*Document excerpt:*
──────────

Review: Behind the Scenes -- The Art of the Hollywood Backdrop, Bass Concert Hall, University of Texas to April 18, 2021
by David Glen Robinson

Camille Paglia, in one of her milder pronouncements repeated many times, said that cinema was the dominant art form of the twentieth century. Behind the Scenes: The Art of the Hollywood Backdrop, showing now at the Bass Concert Hall of UT-Austin’s Texas Performing Arts offers a striking, monumental affirmation of that insight. The show is a collection of huge painted backdrops measuring scores of feet high and scores of feet long and all dimensions in between, displayed on the stage with stage lighting front and back for full viewing. Detail paintings of these large works were executed by UT scenic painting students from a few years back as part of their course work. Those student works are displayed separately from the main exhibit and demonstrate that monumental painting in service to movies, theatre, and dance are alive and well in the twenty-first century.

 

(via Explore UT video on YouTube)

 

The title of the show is entirely apt, a multilevel pun. The audience enters from backstage, moving behind and in front of the principal works hanging on the immense Bass stage. The orchestra and balconies of the hall are entirely blocked off. And, of course, the giant paintings backed scenes filmed in front of them. Not only that, but behind the backdrops theatrical lighting backlit the translucent sections to create glowing and interactive nightime windows, chandelier lights, sunlight through stained glass, boat lights, and seemingly endless imaginative lighting effects.

 

( Explore UT video on YouTube)

 

(Explore UT video via YouTube)

 

The representational art is entirely mid-century, created for movies produced from 1944 (National Velvet) to 1966 (The Glass Bottom Boat) according to the companion website. But the displayed paintings comprise only twelve of the fifty paintings Texas Performing Arts received in donation from the Art Director’s Guild Archives as part of their Backdrop Recovery Project. That effort netted a total of two hundred and seven movie backings from Hollywood studios. Clearly, new exhibits of this intriguing art could  eventually be in the offing.

 

Austin is no stranger to monumental backdrop art, but the nature of the artform makes it difficult to see and harder to store. The Austin Scottish Rite theatre on Lavaca Street downtown retains a rare, perhaps unique, set of backdrops painted especially for the theatre in 1875 and still used in productions there. They may be viewed when lowered on cue during a production, merely for the price of a ticket. Zach Theatre is accumulating monumental backdrops, perhaps as are UT-Austin and St. Edwards University drama departments, but their curatorial policies and programs are unannounced. Smaller private theatre companies typically disassemble their backdrops and sets at the end of any production run.

──────────

*Dataset records:*

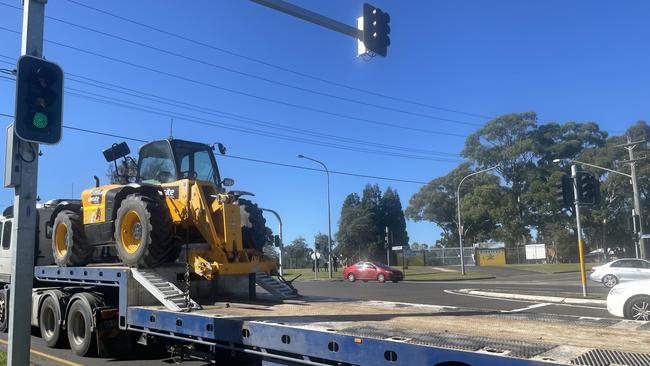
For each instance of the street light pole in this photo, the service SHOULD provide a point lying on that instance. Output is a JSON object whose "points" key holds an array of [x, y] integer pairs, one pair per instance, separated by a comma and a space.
{"points": [[635, 191], [460, 226], [329, 213], [277, 216]]}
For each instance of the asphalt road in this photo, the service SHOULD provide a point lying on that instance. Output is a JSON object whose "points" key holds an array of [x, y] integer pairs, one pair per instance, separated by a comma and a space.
{"points": [[438, 293], [435, 293]]}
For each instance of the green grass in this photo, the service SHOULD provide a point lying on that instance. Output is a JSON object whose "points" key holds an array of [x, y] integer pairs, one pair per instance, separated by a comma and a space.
{"points": [[552, 268], [413, 273]]}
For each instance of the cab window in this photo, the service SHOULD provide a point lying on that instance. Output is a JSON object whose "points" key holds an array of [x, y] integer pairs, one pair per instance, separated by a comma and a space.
{"points": [[6, 235], [157, 163]]}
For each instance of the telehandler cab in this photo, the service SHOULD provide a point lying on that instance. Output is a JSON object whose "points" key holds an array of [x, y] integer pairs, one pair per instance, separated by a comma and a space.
{"points": [[177, 198]]}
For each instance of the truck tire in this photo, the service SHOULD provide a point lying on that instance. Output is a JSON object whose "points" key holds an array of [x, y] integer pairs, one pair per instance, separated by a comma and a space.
{"points": [[79, 327], [253, 224], [143, 232], [69, 244], [4, 310], [49, 322]]}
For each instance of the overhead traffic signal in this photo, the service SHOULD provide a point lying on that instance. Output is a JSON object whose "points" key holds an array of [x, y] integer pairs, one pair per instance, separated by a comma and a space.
{"points": [[564, 192], [376, 30], [39, 100], [588, 189]]}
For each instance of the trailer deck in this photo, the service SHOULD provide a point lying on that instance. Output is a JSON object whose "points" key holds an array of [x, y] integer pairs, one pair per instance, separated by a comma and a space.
{"points": [[319, 331]]}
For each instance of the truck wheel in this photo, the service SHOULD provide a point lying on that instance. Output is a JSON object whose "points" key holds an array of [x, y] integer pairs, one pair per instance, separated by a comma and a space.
{"points": [[4, 311], [69, 244], [80, 335], [253, 225], [143, 232], [49, 321]]}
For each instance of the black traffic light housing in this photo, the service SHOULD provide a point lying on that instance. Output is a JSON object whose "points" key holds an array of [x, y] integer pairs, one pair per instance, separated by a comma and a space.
{"points": [[588, 189], [376, 30], [564, 192], [39, 100]]}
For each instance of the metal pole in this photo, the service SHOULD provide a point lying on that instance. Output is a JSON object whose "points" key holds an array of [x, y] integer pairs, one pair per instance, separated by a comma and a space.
{"points": [[24, 210], [460, 226], [311, 17], [583, 277], [277, 216], [637, 202], [329, 213]]}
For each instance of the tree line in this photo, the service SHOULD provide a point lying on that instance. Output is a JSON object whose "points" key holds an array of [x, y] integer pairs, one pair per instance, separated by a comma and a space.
{"points": [[515, 203]]}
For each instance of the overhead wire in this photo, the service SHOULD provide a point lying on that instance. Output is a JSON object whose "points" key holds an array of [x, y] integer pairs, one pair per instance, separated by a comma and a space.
{"points": [[231, 116], [275, 66], [106, 134], [217, 87]]}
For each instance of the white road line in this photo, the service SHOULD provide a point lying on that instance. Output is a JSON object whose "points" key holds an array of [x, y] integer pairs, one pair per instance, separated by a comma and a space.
{"points": [[530, 307], [528, 301]]}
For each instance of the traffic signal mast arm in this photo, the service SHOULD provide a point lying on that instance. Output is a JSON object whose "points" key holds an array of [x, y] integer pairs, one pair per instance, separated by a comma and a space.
{"points": [[374, 34]]}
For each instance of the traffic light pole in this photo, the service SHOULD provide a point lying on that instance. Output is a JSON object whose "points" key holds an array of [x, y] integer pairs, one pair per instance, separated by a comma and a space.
{"points": [[25, 165], [312, 17], [583, 276], [630, 146]]}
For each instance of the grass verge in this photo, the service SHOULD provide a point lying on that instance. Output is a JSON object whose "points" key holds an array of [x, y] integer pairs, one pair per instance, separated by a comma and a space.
{"points": [[552, 268]]}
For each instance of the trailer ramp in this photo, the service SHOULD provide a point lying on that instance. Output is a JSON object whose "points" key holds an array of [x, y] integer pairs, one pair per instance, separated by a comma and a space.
{"points": [[276, 288], [164, 291]]}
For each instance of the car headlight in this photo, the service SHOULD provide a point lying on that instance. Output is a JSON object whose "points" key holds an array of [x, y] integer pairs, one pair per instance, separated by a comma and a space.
{"points": [[616, 291]]}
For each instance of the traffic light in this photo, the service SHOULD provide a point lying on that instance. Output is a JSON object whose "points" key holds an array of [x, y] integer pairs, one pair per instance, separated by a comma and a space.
{"points": [[564, 192], [588, 189], [376, 29], [39, 100]]}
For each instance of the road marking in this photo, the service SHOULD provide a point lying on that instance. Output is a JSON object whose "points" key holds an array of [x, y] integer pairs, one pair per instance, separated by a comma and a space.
{"points": [[534, 306], [51, 357], [452, 292]]}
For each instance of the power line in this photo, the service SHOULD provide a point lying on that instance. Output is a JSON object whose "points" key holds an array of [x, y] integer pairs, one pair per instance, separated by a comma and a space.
{"points": [[106, 134], [85, 94], [275, 66], [253, 76]]}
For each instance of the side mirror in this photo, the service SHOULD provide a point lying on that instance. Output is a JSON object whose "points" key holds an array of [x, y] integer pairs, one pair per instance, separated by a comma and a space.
{"points": [[116, 151]]}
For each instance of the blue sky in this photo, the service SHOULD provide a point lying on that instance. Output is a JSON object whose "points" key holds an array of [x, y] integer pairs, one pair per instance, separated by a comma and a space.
{"points": [[568, 61]]}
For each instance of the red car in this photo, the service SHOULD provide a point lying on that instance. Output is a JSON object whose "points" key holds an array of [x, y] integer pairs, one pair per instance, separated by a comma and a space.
{"points": [[370, 271]]}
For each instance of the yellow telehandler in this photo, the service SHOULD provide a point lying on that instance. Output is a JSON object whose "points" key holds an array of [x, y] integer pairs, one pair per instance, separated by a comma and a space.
{"points": [[176, 198]]}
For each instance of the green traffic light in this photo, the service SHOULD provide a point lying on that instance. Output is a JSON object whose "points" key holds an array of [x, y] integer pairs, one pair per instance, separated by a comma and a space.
{"points": [[40, 120]]}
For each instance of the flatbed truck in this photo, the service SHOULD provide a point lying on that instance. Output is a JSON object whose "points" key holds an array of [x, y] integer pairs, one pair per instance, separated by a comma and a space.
{"points": [[101, 308]]}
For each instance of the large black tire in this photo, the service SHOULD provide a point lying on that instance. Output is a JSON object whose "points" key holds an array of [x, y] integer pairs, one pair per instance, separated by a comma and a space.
{"points": [[80, 333], [49, 321], [143, 232], [253, 225], [4, 310], [69, 244]]}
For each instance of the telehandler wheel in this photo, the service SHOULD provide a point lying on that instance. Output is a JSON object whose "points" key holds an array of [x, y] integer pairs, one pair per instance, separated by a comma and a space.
{"points": [[143, 232], [253, 225], [69, 244]]}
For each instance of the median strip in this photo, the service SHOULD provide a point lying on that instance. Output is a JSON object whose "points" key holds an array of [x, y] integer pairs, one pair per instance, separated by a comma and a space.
{"points": [[536, 298]]}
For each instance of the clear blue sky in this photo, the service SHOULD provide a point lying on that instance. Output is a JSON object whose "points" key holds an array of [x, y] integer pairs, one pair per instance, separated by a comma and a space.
{"points": [[568, 61]]}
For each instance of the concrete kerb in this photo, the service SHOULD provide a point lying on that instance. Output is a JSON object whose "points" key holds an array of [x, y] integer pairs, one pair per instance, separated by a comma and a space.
{"points": [[549, 299]]}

──────────

*Work required:*
In the review of the Hollywood backdrop exhibit, how many movie backings did the Backdrop Recovery Project net from Hollywood studios?

*Solved problem:*
Two hundred and seven.